Convert the lines below into a numbered list, omitting the blank lines.

[Annotation records]
______________________________

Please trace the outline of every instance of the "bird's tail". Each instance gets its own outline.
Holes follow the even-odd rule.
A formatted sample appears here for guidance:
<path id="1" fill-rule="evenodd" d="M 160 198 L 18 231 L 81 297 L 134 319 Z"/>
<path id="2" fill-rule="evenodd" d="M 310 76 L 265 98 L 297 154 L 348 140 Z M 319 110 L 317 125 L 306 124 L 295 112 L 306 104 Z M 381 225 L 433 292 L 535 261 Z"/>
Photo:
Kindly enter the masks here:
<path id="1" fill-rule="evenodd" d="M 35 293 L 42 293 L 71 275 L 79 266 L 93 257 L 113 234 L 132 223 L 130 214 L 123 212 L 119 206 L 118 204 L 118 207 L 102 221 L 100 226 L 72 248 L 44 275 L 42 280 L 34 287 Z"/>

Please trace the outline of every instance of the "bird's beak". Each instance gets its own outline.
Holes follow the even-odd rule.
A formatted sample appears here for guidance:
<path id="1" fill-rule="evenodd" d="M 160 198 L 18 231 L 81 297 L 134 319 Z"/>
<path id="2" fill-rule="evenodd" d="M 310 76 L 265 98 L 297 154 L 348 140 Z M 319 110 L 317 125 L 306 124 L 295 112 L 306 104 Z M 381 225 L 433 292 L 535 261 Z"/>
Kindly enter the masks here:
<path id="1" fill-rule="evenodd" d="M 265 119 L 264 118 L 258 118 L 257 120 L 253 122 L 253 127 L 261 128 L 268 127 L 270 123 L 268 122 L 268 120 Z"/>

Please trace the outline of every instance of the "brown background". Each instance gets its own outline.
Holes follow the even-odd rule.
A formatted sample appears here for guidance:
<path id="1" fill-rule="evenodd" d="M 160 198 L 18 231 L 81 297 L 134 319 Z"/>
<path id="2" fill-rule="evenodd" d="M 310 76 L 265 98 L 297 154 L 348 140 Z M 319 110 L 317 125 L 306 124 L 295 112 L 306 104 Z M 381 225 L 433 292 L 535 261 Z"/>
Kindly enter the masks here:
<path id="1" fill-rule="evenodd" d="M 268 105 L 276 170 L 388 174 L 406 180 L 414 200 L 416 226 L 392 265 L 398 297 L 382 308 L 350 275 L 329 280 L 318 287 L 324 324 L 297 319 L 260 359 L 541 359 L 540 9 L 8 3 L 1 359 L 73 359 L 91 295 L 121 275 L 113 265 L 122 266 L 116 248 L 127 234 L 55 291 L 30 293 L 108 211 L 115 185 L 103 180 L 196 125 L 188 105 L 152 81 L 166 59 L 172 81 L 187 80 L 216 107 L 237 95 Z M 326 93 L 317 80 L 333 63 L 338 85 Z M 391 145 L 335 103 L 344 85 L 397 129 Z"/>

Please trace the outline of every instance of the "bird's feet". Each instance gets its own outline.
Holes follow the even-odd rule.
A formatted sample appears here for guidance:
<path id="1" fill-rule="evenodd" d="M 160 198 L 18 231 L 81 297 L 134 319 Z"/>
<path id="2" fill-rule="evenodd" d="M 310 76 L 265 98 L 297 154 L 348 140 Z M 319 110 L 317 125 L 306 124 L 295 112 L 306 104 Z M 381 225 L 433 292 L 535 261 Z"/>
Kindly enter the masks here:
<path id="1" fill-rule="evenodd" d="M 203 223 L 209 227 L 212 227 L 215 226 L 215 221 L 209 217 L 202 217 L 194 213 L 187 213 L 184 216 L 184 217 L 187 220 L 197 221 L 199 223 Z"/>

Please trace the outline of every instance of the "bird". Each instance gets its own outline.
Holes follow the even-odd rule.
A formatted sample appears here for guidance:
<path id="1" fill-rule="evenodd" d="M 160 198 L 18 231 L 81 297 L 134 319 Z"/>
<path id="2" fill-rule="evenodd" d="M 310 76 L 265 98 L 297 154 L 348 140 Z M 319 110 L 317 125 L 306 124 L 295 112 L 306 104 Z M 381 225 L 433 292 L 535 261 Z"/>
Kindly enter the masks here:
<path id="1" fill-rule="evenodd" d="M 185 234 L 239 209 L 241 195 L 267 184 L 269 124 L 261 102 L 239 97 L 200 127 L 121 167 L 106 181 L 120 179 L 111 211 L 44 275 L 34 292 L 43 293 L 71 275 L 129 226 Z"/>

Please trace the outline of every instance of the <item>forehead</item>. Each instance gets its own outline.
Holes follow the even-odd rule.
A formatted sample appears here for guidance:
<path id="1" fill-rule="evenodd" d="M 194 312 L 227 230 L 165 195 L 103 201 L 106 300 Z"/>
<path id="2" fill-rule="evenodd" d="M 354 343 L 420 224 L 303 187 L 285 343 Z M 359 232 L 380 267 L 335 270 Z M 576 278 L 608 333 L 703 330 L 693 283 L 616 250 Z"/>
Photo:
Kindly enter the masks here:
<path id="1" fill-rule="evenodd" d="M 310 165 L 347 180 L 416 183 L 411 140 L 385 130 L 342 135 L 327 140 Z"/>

______________________________

[EXERCISE RESPONSE]
1. Please trace the outline of every instance of the "bird's tail". Each instance gets its own outline.
2. Holes follow the even-odd rule.
3. A formatted sample appears here for guidance:
4. <path id="1" fill-rule="evenodd" d="M 160 198 L 18 231 L 81 297 L 134 319 Z"/>
5. <path id="2" fill-rule="evenodd" d="M 310 76 L 265 98 L 297 154 L 348 140 Z M 319 110 L 317 125 L 306 124 L 295 112 L 306 104 Z M 381 225 L 433 292 L 535 261 Z"/>
6. Photo:
7. Kindly enter the masks here:
8. <path id="1" fill-rule="evenodd" d="M 35 293 L 42 293 L 71 275 L 79 266 L 93 257 L 113 234 L 132 223 L 130 214 L 123 212 L 119 206 L 118 204 L 118 207 L 102 221 L 100 226 L 72 248 L 44 275 L 42 280 L 34 287 Z"/>
9. Please trace the outline of every instance of the "bird's beak". Each instance gets its own outline.
10. Holes follow the even-odd rule.
11. A formatted sample appears here for guidance:
12. <path id="1" fill-rule="evenodd" d="M 160 198 L 18 231 L 81 297 L 134 319 Z"/>
13. <path id="2" fill-rule="evenodd" d="M 310 76 L 265 98 L 297 154 L 348 140 Z M 319 110 L 317 125 L 306 124 L 295 112 L 306 104 Z M 381 225 L 433 292 L 535 261 Z"/>
14. Kindly enter the masks here:
15. <path id="1" fill-rule="evenodd" d="M 265 119 L 264 118 L 258 118 L 257 120 L 253 122 L 253 127 L 261 128 L 268 127 L 270 123 L 268 122 L 268 120 Z"/>
16. Please trace the outline of every instance of the "brown background". Each instance gets its own outline.
17. Holes follow the even-odd rule.
18. A formatted sample appears here for guidance:
19. <path id="1" fill-rule="evenodd" d="M 160 198 L 18 231 L 81 297 L 134 319 Z"/>
20. <path id="2" fill-rule="evenodd" d="M 310 76 L 265 98 L 297 154 L 348 140 Z M 319 110 L 317 125 L 306 124 L 295 112 L 306 104 Z M 381 225 L 433 292 L 535 261 Z"/>
21. Kindly enter the masks here:
22. <path id="1" fill-rule="evenodd" d="M 268 105 L 276 170 L 388 174 L 406 180 L 414 200 L 416 226 L 392 265 L 398 297 L 382 308 L 350 275 L 329 280 L 318 287 L 324 324 L 297 319 L 260 359 L 541 359 L 540 9 L 8 3 L 1 359 L 73 359 L 91 295 L 121 275 L 113 265 L 122 266 L 116 248 L 127 234 L 55 291 L 30 293 L 108 211 L 115 185 L 103 180 L 196 125 L 188 105 L 152 81 L 166 59 L 172 81 L 187 80 L 216 107 L 237 95 Z M 326 93 L 317 80 L 333 63 L 338 85 Z M 391 145 L 335 103 L 344 85 L 397 129 Z"/>
23. Please trace the outline of every instance of the "bird's feet". Each instance gets its own outline.
24. Holes follow the even-odd rule.
25. A formatted sample appears here for guidance:
26. <path id="1" fill-rule="evenodd" d="M 160 198 L 18 231 L 81 297 L 134 319 Z"/>
27. <path id="2" fill-rule="evenodd" d="M 310 76 L 265 98 L 297 154 L 348 140 Z M 319 110 L 317 125 L 306 124 L 295 112 L 306 104 Z M 381 225 L 433 292 L 535 261 Z"/>
28. Kindly enter the masks here:
29. <path id="1" fill-rule="evenodd" d="M 203 223 L 209 227 L 212 227 L 215 226 L 215 221 L 209 217 L 202 217 L 194 213 L 187 213 L 184 216 L 184 217 L 187 220 L 197 221 L 199 223 Z"/>
30. Please trace the outline of every instance of the "bird". Each instance gets its own outline.
31. Holes follow the even-odd rule.
32. A formatted sample appears here for guidance:
33. <path id="1" fill-rule="evenodd" d="M 160 198 L 18 231 L 81 297 L 134 319 Z"/>
34. <path id="2" fill-rule="evenodd" d="M 310 76 L 265 98 L 297 154 L 348 140 Z M 319 110 L 317 125 L 306 124 L 295 112 L 306 104 Z M 381 225 L 433 292 L 535 261 Z"/>
35. Kindly enter the masks here:
36. <path id="1" fill-rule="evenodd" d="M 185 234 L 239 209 L 241 195 L 267 184 L 269 124 L 261 102 L 239 97 L 200 127 L 121 167 L 106 181 L 120 179 L 111 211 L 44 275 L 34 292 L 43 293 L 71 275 L 129 226 Z"/>
37. Please trace the outline of every instance of the <item>forehead</item>. Each instance gets its own outline.
38. Holes follow the even-odd rule.
39. A formatted sample appears here for guidance:
40. <path id="1" fill-rule="evenodd" d="M 194 312 L 227 230 L 165 195 L 103 201 L 106 300 Z"/>
41. <path id="2" fill-rule="evenodd" d="M 354 343 L 420 224 L 303 187 L 285 343 Z M 359 232 L 380 267 L 335 270 Z M 576 278 L 608 333 L 703 330 L 693 283 L 616 250 Z"/>
42. Photo:
43. Kindly enter the masks here:
44. <path id="1" fill-rule="evenodd" d="M 310 165 L 347 180 L 416 183 L 411 140 L 385 130 L 342 135 L 327 140 Z"/>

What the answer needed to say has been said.